### 提供テキスト

時間もできて、何かをしたい。でも、やみくもにやっても、どうかと思っている。何か将来の方向性を定めて、それに向かって実験なりをしていったほうがいいのではないか。

こんな質問をよく受けることがあります。もちろん、方向性が定まっていれば、それにこしたことはありません。しかし、何度も書いているように正解のない時代になってしまった。今は方向を定めようにも、定めるのはとても難しいと思うのです。

あまりに決めつけてしまうと、むしろそれはリスクになってしまうかもしれない。その意味では、自分の本質、一番大切にしたいものは変えてはいけないけれど、手数はいっぱい打てばいいと思っています。

######
### 提供データ

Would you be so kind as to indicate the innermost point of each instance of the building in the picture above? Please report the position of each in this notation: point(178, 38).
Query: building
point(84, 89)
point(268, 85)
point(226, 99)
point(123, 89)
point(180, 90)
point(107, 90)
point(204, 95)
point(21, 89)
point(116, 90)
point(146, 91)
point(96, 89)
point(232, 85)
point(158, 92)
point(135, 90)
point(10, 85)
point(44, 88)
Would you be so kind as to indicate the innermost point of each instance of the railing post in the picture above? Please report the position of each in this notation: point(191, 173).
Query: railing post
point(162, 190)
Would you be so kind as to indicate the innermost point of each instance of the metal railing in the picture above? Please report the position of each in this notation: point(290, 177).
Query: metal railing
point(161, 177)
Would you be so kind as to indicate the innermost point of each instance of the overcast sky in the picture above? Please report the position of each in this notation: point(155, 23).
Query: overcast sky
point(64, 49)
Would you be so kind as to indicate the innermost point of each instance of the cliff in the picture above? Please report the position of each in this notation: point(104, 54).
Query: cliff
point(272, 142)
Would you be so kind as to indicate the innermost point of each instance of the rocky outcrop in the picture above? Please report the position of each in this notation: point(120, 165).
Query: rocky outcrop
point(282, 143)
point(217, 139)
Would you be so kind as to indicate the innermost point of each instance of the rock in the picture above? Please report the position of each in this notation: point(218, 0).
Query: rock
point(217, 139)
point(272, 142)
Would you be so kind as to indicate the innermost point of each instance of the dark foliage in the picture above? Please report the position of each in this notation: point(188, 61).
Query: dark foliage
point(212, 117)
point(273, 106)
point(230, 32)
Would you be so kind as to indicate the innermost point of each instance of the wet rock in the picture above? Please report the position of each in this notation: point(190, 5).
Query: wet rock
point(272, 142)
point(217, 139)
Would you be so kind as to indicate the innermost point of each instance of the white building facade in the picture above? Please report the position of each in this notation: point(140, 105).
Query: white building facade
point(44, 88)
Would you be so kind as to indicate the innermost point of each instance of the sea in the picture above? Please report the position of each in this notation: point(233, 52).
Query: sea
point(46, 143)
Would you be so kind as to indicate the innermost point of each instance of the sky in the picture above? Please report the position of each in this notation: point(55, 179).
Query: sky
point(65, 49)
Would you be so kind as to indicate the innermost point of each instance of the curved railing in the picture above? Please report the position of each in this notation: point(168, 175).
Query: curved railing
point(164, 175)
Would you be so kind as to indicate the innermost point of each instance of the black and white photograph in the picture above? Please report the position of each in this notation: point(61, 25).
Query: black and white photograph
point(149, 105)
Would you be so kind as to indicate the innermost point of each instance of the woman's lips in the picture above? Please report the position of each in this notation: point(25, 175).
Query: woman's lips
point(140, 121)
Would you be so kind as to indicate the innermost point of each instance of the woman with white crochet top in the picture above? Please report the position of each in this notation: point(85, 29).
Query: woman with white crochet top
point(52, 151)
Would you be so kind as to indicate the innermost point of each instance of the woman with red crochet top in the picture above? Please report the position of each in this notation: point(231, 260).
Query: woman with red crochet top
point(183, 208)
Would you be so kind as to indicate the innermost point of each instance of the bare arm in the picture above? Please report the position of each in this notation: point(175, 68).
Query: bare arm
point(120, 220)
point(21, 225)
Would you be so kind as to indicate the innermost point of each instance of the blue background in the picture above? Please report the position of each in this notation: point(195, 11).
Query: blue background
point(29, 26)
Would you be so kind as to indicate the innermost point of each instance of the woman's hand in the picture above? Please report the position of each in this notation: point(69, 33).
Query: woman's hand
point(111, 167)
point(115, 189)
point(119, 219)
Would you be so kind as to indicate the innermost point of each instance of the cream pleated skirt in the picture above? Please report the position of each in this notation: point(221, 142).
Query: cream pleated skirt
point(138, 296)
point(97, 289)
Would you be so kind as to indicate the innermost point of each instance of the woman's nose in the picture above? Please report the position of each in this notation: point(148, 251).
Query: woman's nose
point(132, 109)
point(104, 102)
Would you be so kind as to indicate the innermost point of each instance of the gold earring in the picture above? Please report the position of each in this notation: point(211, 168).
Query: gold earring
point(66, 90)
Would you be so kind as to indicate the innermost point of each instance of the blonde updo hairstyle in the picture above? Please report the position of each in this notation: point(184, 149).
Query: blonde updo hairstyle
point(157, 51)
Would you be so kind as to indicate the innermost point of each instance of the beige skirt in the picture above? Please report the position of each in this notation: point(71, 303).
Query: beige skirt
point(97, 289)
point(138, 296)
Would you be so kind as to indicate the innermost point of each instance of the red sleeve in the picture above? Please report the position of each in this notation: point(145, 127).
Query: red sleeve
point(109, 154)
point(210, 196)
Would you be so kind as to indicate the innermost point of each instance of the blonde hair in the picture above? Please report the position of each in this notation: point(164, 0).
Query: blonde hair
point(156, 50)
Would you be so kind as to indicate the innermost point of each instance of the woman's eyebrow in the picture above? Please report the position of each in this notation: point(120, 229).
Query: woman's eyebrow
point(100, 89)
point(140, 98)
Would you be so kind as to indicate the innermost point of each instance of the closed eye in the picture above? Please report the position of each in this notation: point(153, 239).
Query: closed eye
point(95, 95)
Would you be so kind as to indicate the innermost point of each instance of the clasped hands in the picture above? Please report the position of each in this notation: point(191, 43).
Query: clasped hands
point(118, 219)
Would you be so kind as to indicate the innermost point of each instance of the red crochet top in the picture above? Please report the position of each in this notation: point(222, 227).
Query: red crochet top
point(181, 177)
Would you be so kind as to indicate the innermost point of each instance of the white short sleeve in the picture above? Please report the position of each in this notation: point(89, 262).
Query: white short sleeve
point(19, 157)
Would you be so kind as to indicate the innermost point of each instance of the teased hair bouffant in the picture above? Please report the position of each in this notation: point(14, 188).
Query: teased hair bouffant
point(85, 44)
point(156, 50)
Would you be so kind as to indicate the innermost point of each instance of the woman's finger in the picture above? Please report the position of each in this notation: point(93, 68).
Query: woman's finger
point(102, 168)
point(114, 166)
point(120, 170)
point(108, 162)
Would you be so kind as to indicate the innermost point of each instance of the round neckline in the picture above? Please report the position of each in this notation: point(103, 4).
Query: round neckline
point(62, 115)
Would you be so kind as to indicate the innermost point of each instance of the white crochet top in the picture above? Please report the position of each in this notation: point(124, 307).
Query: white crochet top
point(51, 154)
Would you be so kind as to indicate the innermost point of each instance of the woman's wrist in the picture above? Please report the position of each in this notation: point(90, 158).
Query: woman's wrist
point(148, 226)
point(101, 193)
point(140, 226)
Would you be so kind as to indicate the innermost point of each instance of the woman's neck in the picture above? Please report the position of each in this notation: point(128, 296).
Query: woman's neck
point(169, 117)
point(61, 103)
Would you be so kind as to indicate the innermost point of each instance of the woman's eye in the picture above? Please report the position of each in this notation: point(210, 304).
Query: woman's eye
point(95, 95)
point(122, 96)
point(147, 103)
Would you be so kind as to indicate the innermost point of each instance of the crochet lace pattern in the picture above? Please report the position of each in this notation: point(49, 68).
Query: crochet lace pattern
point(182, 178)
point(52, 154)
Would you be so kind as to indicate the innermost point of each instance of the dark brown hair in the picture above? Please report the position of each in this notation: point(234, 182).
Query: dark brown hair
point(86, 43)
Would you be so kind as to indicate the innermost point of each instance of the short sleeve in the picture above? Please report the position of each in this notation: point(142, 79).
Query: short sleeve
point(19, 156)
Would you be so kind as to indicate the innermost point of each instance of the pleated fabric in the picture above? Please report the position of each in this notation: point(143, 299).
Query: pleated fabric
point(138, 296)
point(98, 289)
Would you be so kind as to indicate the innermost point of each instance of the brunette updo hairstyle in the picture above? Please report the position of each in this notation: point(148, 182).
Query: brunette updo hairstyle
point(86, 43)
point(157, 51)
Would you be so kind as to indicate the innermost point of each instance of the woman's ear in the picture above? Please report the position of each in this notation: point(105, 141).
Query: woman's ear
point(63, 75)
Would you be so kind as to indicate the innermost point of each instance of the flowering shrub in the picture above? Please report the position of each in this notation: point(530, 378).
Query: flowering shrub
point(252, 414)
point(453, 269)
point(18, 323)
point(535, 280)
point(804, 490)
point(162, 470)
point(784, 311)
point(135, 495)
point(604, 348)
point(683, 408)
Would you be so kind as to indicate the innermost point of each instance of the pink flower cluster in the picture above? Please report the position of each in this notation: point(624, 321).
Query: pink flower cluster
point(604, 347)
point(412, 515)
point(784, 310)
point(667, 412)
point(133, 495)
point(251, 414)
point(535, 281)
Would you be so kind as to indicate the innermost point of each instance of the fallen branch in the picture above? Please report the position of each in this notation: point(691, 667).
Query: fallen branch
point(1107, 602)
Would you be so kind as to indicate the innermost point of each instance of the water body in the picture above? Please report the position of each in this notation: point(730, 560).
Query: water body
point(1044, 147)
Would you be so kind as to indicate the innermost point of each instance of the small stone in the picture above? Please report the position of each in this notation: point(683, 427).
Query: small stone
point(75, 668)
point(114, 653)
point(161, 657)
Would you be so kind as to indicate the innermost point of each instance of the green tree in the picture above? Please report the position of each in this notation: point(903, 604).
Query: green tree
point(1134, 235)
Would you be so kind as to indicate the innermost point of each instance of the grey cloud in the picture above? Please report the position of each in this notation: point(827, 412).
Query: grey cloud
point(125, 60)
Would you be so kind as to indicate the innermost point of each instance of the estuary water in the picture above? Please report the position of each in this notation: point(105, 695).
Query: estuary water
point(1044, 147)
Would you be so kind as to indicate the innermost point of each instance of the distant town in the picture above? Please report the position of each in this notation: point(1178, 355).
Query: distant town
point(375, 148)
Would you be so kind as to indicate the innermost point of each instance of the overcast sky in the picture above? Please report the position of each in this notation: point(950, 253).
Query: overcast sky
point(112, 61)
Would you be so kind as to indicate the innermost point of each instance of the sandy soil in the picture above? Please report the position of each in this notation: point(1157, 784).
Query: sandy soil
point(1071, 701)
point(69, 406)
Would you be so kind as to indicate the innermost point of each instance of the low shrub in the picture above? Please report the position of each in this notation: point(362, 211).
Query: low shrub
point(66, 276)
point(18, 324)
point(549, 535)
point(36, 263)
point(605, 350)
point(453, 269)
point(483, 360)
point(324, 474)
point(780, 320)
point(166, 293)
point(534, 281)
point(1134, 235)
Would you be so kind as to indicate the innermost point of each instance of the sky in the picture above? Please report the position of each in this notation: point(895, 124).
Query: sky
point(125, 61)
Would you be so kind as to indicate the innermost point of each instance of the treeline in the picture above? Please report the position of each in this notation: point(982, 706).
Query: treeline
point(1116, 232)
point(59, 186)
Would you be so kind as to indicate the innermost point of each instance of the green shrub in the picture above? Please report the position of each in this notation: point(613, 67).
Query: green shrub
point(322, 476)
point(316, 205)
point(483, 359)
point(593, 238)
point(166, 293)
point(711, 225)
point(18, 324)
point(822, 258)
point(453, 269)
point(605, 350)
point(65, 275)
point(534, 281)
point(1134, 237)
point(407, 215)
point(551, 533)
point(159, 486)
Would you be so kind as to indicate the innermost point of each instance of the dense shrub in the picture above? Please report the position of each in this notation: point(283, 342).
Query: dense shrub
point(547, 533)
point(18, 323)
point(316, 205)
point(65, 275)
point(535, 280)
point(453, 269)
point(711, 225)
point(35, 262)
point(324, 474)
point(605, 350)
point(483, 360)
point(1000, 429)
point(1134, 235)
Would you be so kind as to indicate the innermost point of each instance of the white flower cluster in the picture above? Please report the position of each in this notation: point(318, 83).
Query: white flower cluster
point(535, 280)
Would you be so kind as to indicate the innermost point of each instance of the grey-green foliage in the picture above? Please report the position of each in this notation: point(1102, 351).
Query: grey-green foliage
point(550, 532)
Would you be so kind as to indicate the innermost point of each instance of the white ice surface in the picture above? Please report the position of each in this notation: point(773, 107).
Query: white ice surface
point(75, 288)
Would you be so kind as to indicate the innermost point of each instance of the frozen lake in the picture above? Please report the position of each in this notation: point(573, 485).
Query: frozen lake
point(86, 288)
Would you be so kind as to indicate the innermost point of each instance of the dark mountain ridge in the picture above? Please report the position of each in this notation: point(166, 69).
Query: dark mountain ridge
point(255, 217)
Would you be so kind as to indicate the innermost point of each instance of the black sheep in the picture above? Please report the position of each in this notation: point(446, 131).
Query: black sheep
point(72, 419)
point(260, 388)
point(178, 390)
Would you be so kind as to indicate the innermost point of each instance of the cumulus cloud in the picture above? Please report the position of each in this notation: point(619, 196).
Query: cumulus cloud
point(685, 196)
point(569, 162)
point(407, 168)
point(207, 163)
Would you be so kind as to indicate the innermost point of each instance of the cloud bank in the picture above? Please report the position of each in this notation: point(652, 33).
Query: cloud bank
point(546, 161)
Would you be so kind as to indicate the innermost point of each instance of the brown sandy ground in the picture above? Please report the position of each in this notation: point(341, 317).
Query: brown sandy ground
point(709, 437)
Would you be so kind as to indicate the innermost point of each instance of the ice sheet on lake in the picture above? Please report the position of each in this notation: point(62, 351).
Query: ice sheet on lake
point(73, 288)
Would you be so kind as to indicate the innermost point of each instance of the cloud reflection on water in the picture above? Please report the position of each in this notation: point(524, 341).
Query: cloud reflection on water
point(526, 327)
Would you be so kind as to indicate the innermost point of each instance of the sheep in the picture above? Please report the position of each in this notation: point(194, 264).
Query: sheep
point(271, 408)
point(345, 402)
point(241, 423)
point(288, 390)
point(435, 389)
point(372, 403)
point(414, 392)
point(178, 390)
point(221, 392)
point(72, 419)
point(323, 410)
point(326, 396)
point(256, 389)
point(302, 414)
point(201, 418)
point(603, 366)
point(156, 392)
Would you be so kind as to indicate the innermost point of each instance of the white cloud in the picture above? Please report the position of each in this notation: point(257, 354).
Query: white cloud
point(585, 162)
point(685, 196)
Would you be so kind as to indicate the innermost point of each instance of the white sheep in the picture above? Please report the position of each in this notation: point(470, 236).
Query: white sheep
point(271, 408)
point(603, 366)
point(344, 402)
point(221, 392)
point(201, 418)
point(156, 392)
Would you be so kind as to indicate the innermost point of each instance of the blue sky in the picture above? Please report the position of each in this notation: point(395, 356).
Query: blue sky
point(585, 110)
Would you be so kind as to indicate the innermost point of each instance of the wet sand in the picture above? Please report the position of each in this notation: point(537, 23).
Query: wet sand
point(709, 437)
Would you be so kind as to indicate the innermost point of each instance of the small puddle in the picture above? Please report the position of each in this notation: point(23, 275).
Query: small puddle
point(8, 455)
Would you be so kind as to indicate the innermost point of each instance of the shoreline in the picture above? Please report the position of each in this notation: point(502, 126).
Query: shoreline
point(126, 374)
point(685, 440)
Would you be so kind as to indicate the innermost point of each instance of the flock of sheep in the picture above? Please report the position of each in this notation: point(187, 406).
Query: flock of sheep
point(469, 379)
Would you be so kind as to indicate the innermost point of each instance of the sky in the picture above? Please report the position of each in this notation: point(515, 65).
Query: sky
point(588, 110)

######

◆ 実施課題:
a) 一覧の冒頭から「point(162, 190)」を含む行までを、両端の行も含めて一字一句違えずに書き写してください。
b) 将来の方向性を扱った文章について、最後の文の後に続く部分を書いてください。

◆ 結果:
a)
Would you be so kind as to indicate the innermost point of each instance of the building in the picture above? Please report the position of each in this notation: point(178, 38).
Query: building
point(84, 89)
point(268, 85)
point(226, 99)
point(123, 89)
point(180, 90)
point(107, 90)
point(204, 95)
point(21, 89)
point(116, 90)
point(146, 91)
point(96, 89)
point(232, 85)
point(158, 92)
point(135, 90)
point(10, 85)
point(44, 88)
Would you be so kind as to indicate the innermost point of each instance of the railing post in the picture above? Please report the position of each in this notation: point(191, 173).
Query: railing post
point(162, 190)

b)
実験には失敗もあります。こだわり過ぎてしまうと、これが失敗したら、もうすべておしまい、などということにもなりかねない。賭けすぎると、こういうことが起きるのです。だから、手数はいっぱい打っておく。

バックスグループ時代にも、何か新規事業をスタートしたら、その新規事業を伸ばすための施策をとにかくたくさんリストアップして、それを次々に打っていきました。

最初から、これをやればうまくいく、ということがわかっていればいいですが、そんなことがわかるはずがない。だから、とにかく手数を打った。どれかがうまくいけばいいや、とやっていったのです。